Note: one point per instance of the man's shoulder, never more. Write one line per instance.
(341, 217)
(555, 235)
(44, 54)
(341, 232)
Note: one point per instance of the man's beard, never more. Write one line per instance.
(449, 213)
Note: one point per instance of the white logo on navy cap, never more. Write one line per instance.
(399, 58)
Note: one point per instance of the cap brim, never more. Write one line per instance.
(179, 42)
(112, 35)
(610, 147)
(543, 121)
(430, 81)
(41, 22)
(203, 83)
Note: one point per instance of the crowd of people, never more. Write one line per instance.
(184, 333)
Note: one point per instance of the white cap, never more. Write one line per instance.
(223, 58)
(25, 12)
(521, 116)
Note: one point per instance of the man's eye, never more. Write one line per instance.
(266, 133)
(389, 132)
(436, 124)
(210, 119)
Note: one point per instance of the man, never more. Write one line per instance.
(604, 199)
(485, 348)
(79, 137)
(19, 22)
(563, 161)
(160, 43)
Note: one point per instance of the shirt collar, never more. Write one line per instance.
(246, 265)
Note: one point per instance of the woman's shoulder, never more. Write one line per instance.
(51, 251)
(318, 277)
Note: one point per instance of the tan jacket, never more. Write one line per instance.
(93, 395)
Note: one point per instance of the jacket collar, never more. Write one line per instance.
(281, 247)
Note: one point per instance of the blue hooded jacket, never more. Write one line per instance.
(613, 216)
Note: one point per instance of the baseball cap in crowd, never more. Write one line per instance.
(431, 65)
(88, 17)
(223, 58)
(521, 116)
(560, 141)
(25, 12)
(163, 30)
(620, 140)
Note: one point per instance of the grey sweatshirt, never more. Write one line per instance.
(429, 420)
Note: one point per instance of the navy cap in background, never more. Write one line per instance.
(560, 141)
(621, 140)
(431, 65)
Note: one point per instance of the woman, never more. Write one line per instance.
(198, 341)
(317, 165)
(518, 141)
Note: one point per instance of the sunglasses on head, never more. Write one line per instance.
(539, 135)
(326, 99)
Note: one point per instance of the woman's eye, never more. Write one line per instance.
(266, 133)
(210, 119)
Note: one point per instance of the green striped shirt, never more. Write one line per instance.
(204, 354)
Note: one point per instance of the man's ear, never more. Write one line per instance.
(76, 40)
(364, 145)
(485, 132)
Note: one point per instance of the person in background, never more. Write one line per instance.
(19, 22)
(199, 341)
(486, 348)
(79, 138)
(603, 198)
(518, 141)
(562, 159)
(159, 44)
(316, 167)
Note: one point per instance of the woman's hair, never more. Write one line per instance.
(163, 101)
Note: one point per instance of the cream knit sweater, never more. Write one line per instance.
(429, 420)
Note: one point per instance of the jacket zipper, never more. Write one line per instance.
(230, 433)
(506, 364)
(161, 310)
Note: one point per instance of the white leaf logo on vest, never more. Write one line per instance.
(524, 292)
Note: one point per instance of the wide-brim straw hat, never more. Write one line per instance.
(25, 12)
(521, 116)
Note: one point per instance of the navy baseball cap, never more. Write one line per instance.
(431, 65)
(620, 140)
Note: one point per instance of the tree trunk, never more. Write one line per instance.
^^^^
* What you should do
Convert every one of the records above into a JSON list of strings, with one string for each line and no entries for blank lines.

* The answer
[
  "Note: one point per instance of the man's shoulder, never more. Write one line per instance.",
  "(341, 217)",
  "(555, 235)",
  "(44, 54)",
  "(341, 232)",
  "Note: one point per instance of the man's beard, never more. Write one line per instance.",
  "(449, 213)",
  "Note: one point per instance of the white logo on navy cap, never more. Write one line per instance.",
  "(399, 58)",
  "Note: one point per instance of the cap brim, never more. Write one line per instance.",
  "(179, 42)",
  "(112, 35)",
  "(610, 147)",
  "(543, 121)",
  "(430, 81)",
  "(41, 22)",
  "(203, 83)",
  "Note: one point per instance of the crowd of people, never more. Write one line per instance.",
  "(184, 333)",
  "Note: one point per instance of the white cap, never more. Write one line per instance.",
  "(223, 58)",
  "(25, 12)",
  "(521, 116)",
  "Note: one point per instance of the man's eye, never more. Write one line per instance.",
  "(266, 133)",
  "(389, 132)",
  "(436, 124)",
  "(210, 119)",
  "Note: one point per instance of the man, never more. Write one line per instance.",
  "(604, 199)",
  "(485, 348)",
  "(79, 137)",
  "(19, 22)",
  "(563, 161)",
  "(160, 43)",
  "Note: one point per instance of the shirt collar, never more. Write one line per instance.",
  "(246, 265)",
  "Note: one point per instance of the woman's shoulder, never more. Write one line per instance.",
  "(51, 251)",
  "(318, 277)",
  "Note: one point per instance of the tan jacket, never more. Write one line per instance.",
  "(93, 395)",
  "Note: one point per instance of the jacket collar, never more. Write one line per instance.",
  "(281, 247)",
  "Note: one point per instance of the blue hooded jacket, never more. Write one line per instance.",
  "(613, 216)",
  "Note: one point per instance of the baseball cap in crowd, never more. Write one line per instance.",
  "(431, 65)",
  "(88, 17)",
  "(223, 58)",
  "(521, 116)",
  "(560, 141)",
  "(25, 12)",
  "(163, 30)",
  "(620, 140)",
  "Note: one point per instance of the grey sweatshirt, never more. Write one line per instance.",
  "(429, 420)",
  "Note: one point per instance of the navy cap in background, never more. Write one line per instance.",
  "(560, 141)",
  "(621, 140)",
  "(431, 65)",
  "Note: one point per instance of the woman, never more. Write one line per instance.",
  "(198, 341)",
  "(317, 165)",
  "(518, 141)",
  "Note: one point per instance of the sunglasses on head, never more. Write one line per instance.",
  "(539, 135)",
  "(326, 99)",
  "Note: one point per instance of the woman's eye, never more. Write one line per instance.",
  "(266, 133)",
  "(210, 119)",
  "Note: one point per instance of the green striped shirt, never more. Write one line per instance.",
  "(204, 354)",
  "Note: one point per instance of the man's ear, never more. Write one line per instance.",
  "(76, 40)",
  "(364, 145)",
  "(485, 132)",
  "Note: one point per instance of the person in background, never more. Write one line per instance.",
  "(19, 22)",
  "(199, 341)",
  "(486, 348)",
  "(79, 138)",
  "(603, 198)",
  "(518, 141)",
  "(562, 159)",
  "(159, 44)",
  "(316, 167)",
  "Note: one point per instance of the woman's hair, never more. Write one line per instance.",
  "(163, 101)",
  "Note: one point per instance of the cream knit sweater, never more. Write one line per instance.",
  "(429, 420)",
  "Note: one point per instance of the jacket zipper, never more. Write one line per instance.",
  "(230, 433)",
  "(506, 364)",
  "(161, 310)",
  "Note: one point per instance of the white leaf logo on vest, never more. Write one line per instance.",
  "(524, 292)",
  "Note: one point per instance of the wide-brim straw hat, never more. Write one line per instance.",
  "(25, 12)",
  "(521, 116)",
  "Note: one point per instance of the navy baseball cap, never more. Write one line per instance.",
  "(431, 65)",
  "(620, 140)",
  "Note: one point per instance of the tree trunk, never more. Write one line per instance."
]